PARTS OF THE EXERCISE ::
A. In the HunyuanOCR usage guide, which two options are added to the vllm serve command when deploying the model?
B. Pick up the HunyuanOCR usage guide at its last line and keep writing it.

EXCERPTED PASSAGE ::
HunyuanOCR Usage Guide

Introduction

HunyuanOCR stands as a leading end-to-end OCR expert VLM powered by Hunyuan’s native multimodal architecture. In this guide, we demonstrate how to set up HunyuanOCR for online OCR serving with OpenAI compatible API server.

Installing vLLM

  1. uv venv
  2. source .venv/bin/activate
  3. # Until v0.11.3 release, you need to install vLLM from nightly build
  4. uv pip install -U vllm --pre --extra-index-url https://wheels.vllm.ai/nightly

Deploying HunyuanOCR

  1. vllm serve tencent/HunyuanOCR \
  2. --no-enable-prefix-caching \
  3. --mm-processor-cache-gb 0

Querying with OpenAI API Client

  1. from openai import OpenAI
  2. client = OpenAI(
  3. api_key="EMPTY",
  4. base_url="http://localhost:8000/v1",
  5. timeout=3600
  6. )
  7. messages = [
  8. {"role": "system", "content": ""},
  9. {
  10. "role": "user",
  11. "content": [
  12. {
  13. "type": "image_url",
  14. "image_url": {
  15. "url": "https://huggingface.co/datasets/huggingface/documentation-images/resolve/main/chat-ui/tools-dark.png"
  16. }
  17. },
  18. {
  19. "type": "text",
  20. "text": (
  21. "Extract all information from the main body of the document image "
  22. "and represent it in markdown format, ignoring headers and footers."
  23. "Tables should be expressed in HTML format, formulas in the document "
  24. "should be represented using LaTeX format, and the parsing should be "

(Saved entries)
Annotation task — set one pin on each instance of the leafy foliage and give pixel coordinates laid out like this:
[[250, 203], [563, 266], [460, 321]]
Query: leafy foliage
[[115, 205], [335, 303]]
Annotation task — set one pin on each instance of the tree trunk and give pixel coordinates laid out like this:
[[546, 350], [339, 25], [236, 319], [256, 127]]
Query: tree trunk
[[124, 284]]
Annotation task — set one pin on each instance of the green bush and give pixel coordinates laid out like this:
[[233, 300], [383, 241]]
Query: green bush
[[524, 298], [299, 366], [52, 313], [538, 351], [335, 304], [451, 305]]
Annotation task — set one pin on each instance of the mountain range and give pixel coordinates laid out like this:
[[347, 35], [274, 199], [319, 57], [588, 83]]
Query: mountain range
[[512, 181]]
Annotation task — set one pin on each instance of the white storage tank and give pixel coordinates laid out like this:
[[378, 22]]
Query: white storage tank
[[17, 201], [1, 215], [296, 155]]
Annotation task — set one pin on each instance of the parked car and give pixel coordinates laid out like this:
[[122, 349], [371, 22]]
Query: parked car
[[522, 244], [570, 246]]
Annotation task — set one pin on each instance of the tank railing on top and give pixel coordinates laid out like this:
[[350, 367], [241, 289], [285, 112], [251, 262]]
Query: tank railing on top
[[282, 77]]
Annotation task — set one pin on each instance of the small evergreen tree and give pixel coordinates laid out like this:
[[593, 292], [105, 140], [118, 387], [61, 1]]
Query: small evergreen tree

EXERCISE RESPONSES ::
A. --no-enable-prefix-caching and --mm-processor-cache-gb 0

B.
  25. "organized according to the reading order."
  26. )
  27. }
  28. ]
  29. }
  30. ]
  31. response = client.chat.completions.create(
  32. model="tencent/HunyuanOCR",
  33. messages=messages,
  34. temperature=0.0,
  35. extra_body={
  36. "top_k": 1,
  37. "repetition_penalty": 1.0
  38. },
  39. )
  40. print(f"Generated text: {response.choices[0].message.content}")

Configuration Tips

  • Use greedy sampling (i.e., temperature=0.0) or sampling with low temperature for the optimal OCR performance.
  • Unlike multi-turn chat use cases, we do not expect OCR tasks to benefit significantly from prefix caching or image reuse, therefore it’s recommended to turn off these features to avoid unnecessary hashing and caching.
  • Depending on your hardware capability, adjust max_num_batched_tokens for better throughput performance.
  • Check out the official HunyuanOCR documentation for more application-oriented prompts for various document parsing tasks.